_Fuente_
Los comentarios de Morse son especialmente estremecedores porque hoy tenemos un presidente de Estados Unidos que dijo que México nos enviaba sus “criminales, narcotraficantes y violadores”, afirmó que el “islam nos odia” y desdibujó de manera persistente la diferencia entre terroristas islámicos y musulmanes estadounidenses comunes. Activistas y críticos han condenado semejante lenguaje hostil, argumentando que puede convertirse en actos violentos. Para cuando se dio el tiroteo de abril en la sinagoga Chabad en Poway, California, había un riesgo de normalización estableciéndose, pues el mundo ya había pasado por los ataques a la sinagoga Árbol de la Vida en Pittsburgh, iglesias en Sri Lanka y mezquitas Al Noor y Linwood en Christchurch, Nueva Zelanda.
Pero el ejemplo católico también es esperanzador, ya que muestra cuán lejos hemos avanzado. Los católicos, la denominación religiosa más grande de Estados Unidos, tiene libertad religiosa absoluta. El día en que se ejemplificó mejor el cambio de condición fue el 5 de octubre de 2015, cuando la Suprema Corte de Estados Unidos comenzó su sesión con seis católicos y tres judíos como sus jueces. De hecho, a pesar de las controversias recurrentes, Estados Unidos da una forma especialmente sólida de libertad religiosa. Los estadounidenses tienen más libertad para organizar lugares de adoración, oración y seguir su propio camino espiritual, sin obstrucciones, como nunca antes.

_Conjunto de registros_
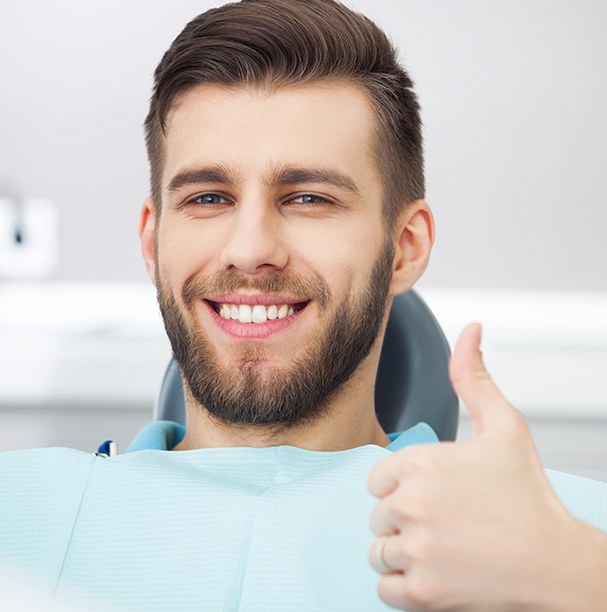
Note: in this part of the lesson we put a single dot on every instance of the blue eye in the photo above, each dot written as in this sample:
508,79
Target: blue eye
208,199
309,198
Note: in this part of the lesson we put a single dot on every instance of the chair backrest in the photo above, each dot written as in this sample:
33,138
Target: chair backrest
412,382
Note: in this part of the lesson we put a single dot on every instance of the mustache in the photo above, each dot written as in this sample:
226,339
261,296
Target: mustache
313,287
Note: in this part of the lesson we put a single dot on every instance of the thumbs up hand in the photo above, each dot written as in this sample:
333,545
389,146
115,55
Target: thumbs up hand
477,526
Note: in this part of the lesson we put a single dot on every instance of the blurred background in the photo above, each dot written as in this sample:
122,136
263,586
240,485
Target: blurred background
513,96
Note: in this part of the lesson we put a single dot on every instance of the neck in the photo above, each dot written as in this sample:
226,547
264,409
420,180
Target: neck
348,420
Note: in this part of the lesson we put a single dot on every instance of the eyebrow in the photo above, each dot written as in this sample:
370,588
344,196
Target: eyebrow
287,175
212,174
329,176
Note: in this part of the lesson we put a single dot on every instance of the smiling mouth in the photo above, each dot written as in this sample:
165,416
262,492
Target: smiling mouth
256,313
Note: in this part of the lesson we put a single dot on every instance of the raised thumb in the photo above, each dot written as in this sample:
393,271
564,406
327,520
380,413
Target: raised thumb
489,411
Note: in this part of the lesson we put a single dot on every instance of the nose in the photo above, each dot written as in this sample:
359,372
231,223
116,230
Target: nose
254,240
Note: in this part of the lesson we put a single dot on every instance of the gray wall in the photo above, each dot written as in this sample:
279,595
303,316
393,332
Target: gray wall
513,93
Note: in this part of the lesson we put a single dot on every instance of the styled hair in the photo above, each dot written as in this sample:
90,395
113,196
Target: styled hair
277,43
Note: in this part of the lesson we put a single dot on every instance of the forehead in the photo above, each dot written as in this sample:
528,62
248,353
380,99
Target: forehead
254,131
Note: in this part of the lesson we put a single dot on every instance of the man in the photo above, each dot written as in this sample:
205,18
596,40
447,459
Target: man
286,212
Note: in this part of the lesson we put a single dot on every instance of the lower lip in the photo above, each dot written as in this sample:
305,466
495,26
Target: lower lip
253,331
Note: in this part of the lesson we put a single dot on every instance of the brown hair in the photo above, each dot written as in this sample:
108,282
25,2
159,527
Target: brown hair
274,43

_Tarea 1_
En el texto sobre la libertad religiosa en Estados Unidos, ¿cuántos jueces católicos tenía la Suprema Corte al comenzar su sesión el 5 de octubre de 2015?
_Tarea 2_
Prosiga el texto sobre la libertad religiosa en Estados Unidos a partir de su última oración.

_Respuesta escrita 1_
Seis jueces católicos.

_Respuesta escrita 2_
La condición y la naturaleza de la libertad religiosa es especialmente importante ahora. Hasta hace poco, se podía argumentar con fundamento que Estados Unidos había hallado una mejor manera; de hecho, que el modelo de libertad religiosa tal vez es la invención más grande del país. Todavía puede ser un ejemplo para el mundo, pero solo si entendemos cómo la libertad religiosa se desarrolló en verdad.
SE ACERCA UN TREN LENTO
Así como la Declaración de Independencia no les dio a los afroestadounidenses derechos civiles súbitamente, la Primera Enmienda no creó mágicamente la libertad religiosa. Construir el modelo requirió el sacrificio de estadounidenses comunes al paso de cientos de años.
A pesar de lo que nos enseñan en la escuela, Estados Unidos no tuvo una libertad religiosa sólida durante la mayor parte de su historia. Los puritanos ahorcaban a los cuáqueros en los árboles del parque Boston Common por el crimen de practicar su fe. En el periodo previo a la Revolución Estadounidense, la mitad de los predicadores bautistas evangélicos en Virginia fueron encarcelados por sus prédicas. Cuando se firmó la Declaración de Independencia, nueve de las 13 colonias prohibieron que católicos y judíos tuvieran cargos públicos.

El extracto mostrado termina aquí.